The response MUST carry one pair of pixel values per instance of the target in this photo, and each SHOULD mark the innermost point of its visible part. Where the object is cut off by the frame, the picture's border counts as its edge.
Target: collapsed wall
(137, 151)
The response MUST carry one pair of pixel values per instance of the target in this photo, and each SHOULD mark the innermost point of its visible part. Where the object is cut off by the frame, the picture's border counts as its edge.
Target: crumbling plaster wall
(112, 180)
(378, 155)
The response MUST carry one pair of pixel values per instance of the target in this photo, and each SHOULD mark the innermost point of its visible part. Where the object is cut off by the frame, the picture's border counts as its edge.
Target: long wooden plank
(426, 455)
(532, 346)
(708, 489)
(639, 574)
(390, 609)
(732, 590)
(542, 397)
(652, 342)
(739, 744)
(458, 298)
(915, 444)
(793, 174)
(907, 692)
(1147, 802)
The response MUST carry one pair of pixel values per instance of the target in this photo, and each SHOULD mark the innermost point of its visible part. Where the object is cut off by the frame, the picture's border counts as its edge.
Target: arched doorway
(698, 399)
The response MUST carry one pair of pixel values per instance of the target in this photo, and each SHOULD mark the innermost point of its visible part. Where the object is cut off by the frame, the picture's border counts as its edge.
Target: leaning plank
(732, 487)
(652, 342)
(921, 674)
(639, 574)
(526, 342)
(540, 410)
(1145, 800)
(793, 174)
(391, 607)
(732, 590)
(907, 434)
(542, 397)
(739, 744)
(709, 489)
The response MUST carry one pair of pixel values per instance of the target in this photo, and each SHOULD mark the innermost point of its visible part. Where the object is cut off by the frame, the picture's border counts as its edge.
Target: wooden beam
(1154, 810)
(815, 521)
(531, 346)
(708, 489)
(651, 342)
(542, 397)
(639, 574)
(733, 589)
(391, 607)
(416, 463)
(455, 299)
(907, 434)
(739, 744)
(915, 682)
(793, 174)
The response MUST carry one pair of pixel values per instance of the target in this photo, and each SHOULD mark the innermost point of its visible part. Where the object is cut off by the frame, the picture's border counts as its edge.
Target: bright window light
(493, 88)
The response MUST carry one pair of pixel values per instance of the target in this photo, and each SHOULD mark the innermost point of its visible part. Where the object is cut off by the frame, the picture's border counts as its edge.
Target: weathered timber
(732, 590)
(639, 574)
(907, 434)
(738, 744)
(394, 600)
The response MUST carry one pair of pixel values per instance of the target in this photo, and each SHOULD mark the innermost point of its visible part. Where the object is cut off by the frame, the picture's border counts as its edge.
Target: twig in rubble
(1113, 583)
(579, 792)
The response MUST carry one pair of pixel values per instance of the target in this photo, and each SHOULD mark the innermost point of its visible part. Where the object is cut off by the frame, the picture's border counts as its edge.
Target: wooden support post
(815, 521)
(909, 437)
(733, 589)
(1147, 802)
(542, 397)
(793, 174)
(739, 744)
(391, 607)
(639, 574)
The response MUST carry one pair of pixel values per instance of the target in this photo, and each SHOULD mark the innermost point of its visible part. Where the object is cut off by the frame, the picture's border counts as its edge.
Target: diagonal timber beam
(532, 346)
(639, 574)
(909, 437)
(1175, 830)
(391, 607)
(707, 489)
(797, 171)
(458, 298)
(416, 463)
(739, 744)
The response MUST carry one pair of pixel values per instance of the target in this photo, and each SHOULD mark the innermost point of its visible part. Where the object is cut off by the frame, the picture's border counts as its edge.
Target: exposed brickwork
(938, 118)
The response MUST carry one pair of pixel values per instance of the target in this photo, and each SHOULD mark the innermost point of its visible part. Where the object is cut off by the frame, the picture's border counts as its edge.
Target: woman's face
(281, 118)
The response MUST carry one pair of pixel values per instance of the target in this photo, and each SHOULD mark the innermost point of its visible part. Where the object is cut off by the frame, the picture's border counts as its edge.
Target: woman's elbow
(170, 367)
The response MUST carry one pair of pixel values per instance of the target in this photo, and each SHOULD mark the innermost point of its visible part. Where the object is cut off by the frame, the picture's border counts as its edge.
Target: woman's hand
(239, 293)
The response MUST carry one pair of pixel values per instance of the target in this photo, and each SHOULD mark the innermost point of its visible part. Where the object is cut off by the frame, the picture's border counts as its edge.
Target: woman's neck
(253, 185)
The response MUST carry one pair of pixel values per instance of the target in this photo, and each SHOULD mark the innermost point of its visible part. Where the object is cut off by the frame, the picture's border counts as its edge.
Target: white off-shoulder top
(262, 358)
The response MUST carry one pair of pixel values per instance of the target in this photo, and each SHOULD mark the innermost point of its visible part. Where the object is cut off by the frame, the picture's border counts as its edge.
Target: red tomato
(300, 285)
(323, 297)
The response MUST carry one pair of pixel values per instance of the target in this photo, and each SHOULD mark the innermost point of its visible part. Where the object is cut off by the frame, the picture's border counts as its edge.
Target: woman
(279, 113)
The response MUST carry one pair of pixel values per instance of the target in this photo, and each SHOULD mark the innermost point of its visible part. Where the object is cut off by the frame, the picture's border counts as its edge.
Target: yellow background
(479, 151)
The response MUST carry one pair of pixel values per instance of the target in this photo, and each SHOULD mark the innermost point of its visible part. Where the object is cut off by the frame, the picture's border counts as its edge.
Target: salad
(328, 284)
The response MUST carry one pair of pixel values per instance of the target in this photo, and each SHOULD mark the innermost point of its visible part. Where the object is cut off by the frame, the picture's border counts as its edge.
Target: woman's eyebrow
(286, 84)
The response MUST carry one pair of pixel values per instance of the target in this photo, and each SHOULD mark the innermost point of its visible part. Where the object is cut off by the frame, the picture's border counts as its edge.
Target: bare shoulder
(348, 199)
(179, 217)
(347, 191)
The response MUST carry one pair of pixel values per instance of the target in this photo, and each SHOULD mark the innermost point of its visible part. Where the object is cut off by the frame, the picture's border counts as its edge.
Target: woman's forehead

**Brief**
Pick out every line in the listing above that contains the string "wall", matching case exactly, and copy each such line in full.

**Full solution**
Target: collapsed wall
Target: crumbling plaster wall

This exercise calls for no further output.